### INPUT FOR THIS TASK
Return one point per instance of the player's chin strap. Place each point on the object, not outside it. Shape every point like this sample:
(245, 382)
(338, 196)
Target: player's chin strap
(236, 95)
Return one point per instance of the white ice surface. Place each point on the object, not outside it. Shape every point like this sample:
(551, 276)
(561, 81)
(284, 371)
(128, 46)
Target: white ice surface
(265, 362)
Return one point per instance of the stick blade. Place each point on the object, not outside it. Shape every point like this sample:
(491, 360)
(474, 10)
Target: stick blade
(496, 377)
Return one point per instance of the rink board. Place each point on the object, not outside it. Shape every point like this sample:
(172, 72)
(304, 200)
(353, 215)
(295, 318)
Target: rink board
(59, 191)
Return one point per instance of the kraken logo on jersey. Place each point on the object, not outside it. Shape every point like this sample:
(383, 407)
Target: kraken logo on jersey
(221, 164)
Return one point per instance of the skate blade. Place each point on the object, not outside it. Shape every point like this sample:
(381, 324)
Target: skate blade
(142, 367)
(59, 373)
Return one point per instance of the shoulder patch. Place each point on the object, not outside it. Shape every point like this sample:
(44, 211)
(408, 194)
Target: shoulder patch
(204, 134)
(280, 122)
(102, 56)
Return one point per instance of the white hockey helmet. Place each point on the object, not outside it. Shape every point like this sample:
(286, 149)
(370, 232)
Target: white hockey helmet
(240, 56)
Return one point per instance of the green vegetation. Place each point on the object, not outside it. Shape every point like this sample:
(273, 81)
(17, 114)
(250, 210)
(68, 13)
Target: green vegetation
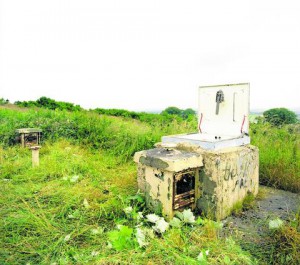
(70, 209)
(49, 103)
(280, 116)
(3, 101)
(185, 114)
(279, 156)
(67, 210)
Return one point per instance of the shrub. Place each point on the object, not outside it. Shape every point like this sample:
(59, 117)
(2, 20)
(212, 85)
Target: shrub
(280, 116)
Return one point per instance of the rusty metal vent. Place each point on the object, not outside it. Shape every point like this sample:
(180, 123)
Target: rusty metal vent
(184, 189)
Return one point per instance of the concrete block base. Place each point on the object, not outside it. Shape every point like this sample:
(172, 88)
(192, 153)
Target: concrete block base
(186, 176)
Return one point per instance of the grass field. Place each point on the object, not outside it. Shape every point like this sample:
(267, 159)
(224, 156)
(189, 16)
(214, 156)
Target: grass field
(70, 208)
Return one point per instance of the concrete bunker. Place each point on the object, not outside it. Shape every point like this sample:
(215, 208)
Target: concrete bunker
(28, 137)
(208, 171)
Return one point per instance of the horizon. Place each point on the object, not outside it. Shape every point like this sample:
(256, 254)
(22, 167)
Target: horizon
(252, 110)
(135, 55)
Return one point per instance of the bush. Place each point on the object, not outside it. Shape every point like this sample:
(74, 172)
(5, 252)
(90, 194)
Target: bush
(280, 116)
(49, 103)
(184, 114)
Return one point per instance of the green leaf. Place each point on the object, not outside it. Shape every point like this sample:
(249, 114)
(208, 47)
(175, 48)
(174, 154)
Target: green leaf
(121, 239)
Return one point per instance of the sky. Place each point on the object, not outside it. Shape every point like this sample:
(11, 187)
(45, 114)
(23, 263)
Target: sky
(148, 55)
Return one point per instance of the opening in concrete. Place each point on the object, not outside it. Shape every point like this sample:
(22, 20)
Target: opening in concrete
(184, 189)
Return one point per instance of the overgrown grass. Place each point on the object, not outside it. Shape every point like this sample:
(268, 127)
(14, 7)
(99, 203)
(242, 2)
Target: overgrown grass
(279, 156)
(120, 136)
(63, 211)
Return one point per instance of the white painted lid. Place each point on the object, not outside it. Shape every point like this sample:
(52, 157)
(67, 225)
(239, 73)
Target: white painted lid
(233, 116)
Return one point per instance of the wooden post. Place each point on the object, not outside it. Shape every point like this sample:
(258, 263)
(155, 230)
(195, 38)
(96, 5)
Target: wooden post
(35, 155)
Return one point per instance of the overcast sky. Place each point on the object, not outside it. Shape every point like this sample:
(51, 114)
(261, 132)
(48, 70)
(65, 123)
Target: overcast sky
(147, 55)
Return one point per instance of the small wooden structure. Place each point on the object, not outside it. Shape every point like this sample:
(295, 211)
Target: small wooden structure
(29, 136)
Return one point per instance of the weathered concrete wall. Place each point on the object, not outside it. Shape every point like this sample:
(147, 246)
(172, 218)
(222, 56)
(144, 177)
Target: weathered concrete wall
(223, 178)
(228, 176)
(156, 168)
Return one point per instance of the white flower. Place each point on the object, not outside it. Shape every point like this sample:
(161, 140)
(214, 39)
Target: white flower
(153, 218)
(95, 253)
(140, 215)
(161, 226)
(188, 217)
(109, 245)
(97, 231)
(141, 237)
(128, 210)
(86, 203)
(119, 227)
(175, 222)
(202, 255)
(275, 224)
(74, 179)
(67, 237)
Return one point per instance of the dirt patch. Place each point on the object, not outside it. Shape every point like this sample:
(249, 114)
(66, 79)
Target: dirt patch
(251, 227)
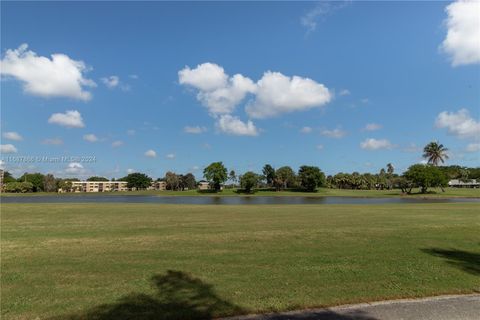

### HOW TO COMPLETE THIS TASK
Please give the entries above again exactly as written, leaving out any pictures.

### EXERCISE OUTPUT
Return one point per instance of the player's chin strap. Place each point on the object, not outside it. Shape every point like this sample:
(245, 382)
(338, 196)
Target: player's chin strap
(236, 95)
Return one point per instance of the white ice surface. Place each point on the object, not outside it. Shape every point like this sample:
(551, 276)
(561, 81)
(284, 371)
(128, 46)
Target: white ice surface
(265, 362)
Return one point per instance of the stick blade. Place each point on the object, not outside it. Shape every point like this sample:
(491, 360)
(474, 10)
Target: stick blade
(496, 377)
Return one point per instance of the rink board. Place each point on the object, not outside it. Shape every point like this sample:
(172, 72)
(304, 200)
(353, 215)
(295, 318)
Target: rink board
(59, 191)
Return one point per instance of the kraken logo on jersey. Place each point on the object, not outside it. Shape every point like this sample:
(383, 407)
Target: kraken logo on jersey
(221, 164)
Return one point per instance of the skate blade. Place each point on the object, not outside it. Shape every point like this sample:
(381, 324)
Target: skate blade
(142, 367)
(59, 373)
Return one point per instance of the shoulder patch. Place each point on the object, not outside it. Shape every point like this sample:
(44, 211)
(408, 194)
Target: shoulder patch
(204, 134)
(280, 122)
(102, 56)
Return one point per instance of the white hockey helmet. Place each point on the object, not outside it. Shape every point like this sample:
(286, 149)
(370, 232)
Target: white hockey helmet
(240, 56)
Return one point per instance of the green vegetation. Place each point on the object, not outside it. Shape every point like this sample:
(273, 81)
(17, 114)
(250, 210)
(68, 13)
Target: green vegetation
(70, 209)
(49, 103)
(280, 116)
(3, 101)
(185, 114)
(279, 156)
(67, 210)
Return one point per instance of the shrub. Place each point on the object, not outside it. Shape every point like this sample:
(59, 117)
(2, 20)
(212, 85)
Target: shrub
(280, 116)
Return one point per instance of the rusty metal vent. Place each point on the object, not outside it. Shape every point like this sample:
(180, 123)
Target: rusty metal vent
(184, 189)
Return one point per instance of the concrete block base. Place each point on the object, not outside it. Shape every point like this sample:
(172, 88)
(192, 153)
Target: concrete block base
(186, 176)
Return one point per instance of the grass field. Place each point on the object, not outside it. Shape every point like this sample:
(267, 159)
(224, 156)
(189, 16)
(214, 156)
Target: grass field
(70, 208)
Return one point per instance of the concrete bunker. Place each point on the object, not outside it. Shape every point like this sample:
(215, 208)
Target: concrete bunker
(28, 137)
(208, 171)
Return one point per instance of the horizon. Place each point on the object, not outside it. Shape every point like this sample:
(256, 254)
(22, 167)
Target: horizon
(252, 110)
(135, 55)
Return one point per instance of the bush. Place each point on the object, not outside it. Shape every point like this sample:
(74, 172)
(5, 252)
(90, 194)
Target: bush
(280, 116)
(49, 103)
(184, 114)
Return one point per instance of the green leaf. Place each point on the object, not outside it. Shape every point like this sample:
(249, 114)
(208, 47)
(175, 48)
(174, 154)
Target: green leaf
(121, 239)
Return one point per instance of the sky. Place each point on the object, not outside it. Shape every point like this sample:
(11, 187)
(45, 114)
(23, 263)
Target: sky
(148, 55)
Return one point per instance of the opening in concrete. Place each point on the object, not outside it. Shape every point like this sample:
(22, 20)
Target: opening in concrete
(184, 189)
Return one point per instance of the overgrown grass. Place each point on the object, not outside it. Shape every point like this sample:
(268, 127)
(14, 7)
(99, 203)
(242, 2)
Target: overgrown grass
(279, 156)
(120, 136)
(63, 211)
Return one point per instance of the white painted lid. Place each point on the object, not outside it. Shape every point like this sample:
(52, 157)
(67, 225)
(239, 73)
Target: white painted lid
(233, 116)
Return one point per instance of the wooden post. Place each point on the object, not outside it. Shape every point like this sample:
(258, 263)
(155, 230)
(195, 38)
(96, 5)
Target: wooden post
(35, 155)
Return one point per instance of the overcast sky. Place each point on the object, not outside it. Shape every point like this sample:
(51, 114)
(261, 132)
(48, 70)
(65, 123)
Target: overcast sky
(147, 55)
Return one point per instance of the small wooden structure. Place each point on the object, not outside it. Shape every point like this sample:
(295, 211)
Target: small wooden structure
(29, 136)
Return one point per instance of the weathered concrete wall. Place each point on the object, not outside it. Shape every point like this sample:
(147, 246)
(172, 218)
(222, 56)
(144, 177)
Target: weathered concrete wall
(223, 178)
(228, 176)
(156, 168)
Return one point per instance of the white flower. Place each point on the object, not outside it. Shape every point like this sample:
(161, 140)
(214, 39)
Target: white flower
(153, 218)
(95, 253)
(140, 215)
(161, 226)
(188, 217)
(109, 245)
(97, 231)
(141, 237)
(128, 210)
(86, 203)
(119, 227)
(175, 222)
(202, 255)
(275, 224)
(74, 179)
(67, 237)
Return one point per instance of the dirt patch. Place each point on the object, not outside it. Shape every point like this sample:
(249, 114)
(66, 79)
Target: dirt patch
(251, 227)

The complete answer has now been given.